### WHAT IS BEING ASKED
In the records below, locate the line containing "phone and place a point on every instance?", then output that line and all later lines exactly, through the last one.

### INFORMATION SUPPLIED
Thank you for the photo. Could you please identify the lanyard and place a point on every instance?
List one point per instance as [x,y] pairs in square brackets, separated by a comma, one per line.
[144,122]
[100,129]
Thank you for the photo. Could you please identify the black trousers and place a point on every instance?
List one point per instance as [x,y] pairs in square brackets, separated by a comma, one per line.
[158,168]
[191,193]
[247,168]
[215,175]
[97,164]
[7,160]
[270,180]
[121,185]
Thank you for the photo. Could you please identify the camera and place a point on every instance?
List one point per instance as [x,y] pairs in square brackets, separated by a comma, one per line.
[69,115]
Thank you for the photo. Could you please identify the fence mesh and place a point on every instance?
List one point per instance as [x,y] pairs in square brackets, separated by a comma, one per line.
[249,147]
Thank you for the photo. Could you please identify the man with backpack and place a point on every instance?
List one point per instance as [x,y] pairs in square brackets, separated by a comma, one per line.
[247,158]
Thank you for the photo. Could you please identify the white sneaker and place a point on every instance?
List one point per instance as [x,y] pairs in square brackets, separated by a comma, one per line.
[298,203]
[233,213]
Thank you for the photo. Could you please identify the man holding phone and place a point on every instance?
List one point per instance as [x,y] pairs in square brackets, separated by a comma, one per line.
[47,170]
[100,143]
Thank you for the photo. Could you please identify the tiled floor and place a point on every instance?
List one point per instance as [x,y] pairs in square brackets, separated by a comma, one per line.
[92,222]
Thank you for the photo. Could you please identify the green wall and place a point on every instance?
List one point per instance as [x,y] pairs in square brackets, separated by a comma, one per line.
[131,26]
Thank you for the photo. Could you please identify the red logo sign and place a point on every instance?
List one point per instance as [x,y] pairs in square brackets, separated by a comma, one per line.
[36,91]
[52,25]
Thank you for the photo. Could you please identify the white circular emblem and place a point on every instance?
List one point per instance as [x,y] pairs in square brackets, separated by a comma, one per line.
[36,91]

### RESULT OF THIS EXERCISE
Thank you for the photo. Could you please identify the man holding phone and place a point on every instance?
List one point per instance as [x,y] pairs in square brackets, separated by a comma, one per line.
[47,170]
[100,143]
Thank you for the photo. Could you please identify the tiled floor and place a point on every instance?
List one point per instance as [x,y] pairs in square brackets, separated by a comma, one per line.
[92,222]
Thank you for the photo. Could you please identify the green wall and place a point on every instance?
List one point per instance as [x,y] pairs in square brackets, separated by a comma, one per line.
[131,26]
Thank you for the photo. Could you please identify the red logo sign and place a point on every instance?
List one point per instance as [x,y] pairs in square brackets, separated by a comma, one per line.
[36,91]
[52,25]
Thank you for the photo. Could you please identify the white circular emblem and place a point on every instance?
List one point per instance as [x,y] pairs in square brackets, separated by a comma, one per line.
[36,91]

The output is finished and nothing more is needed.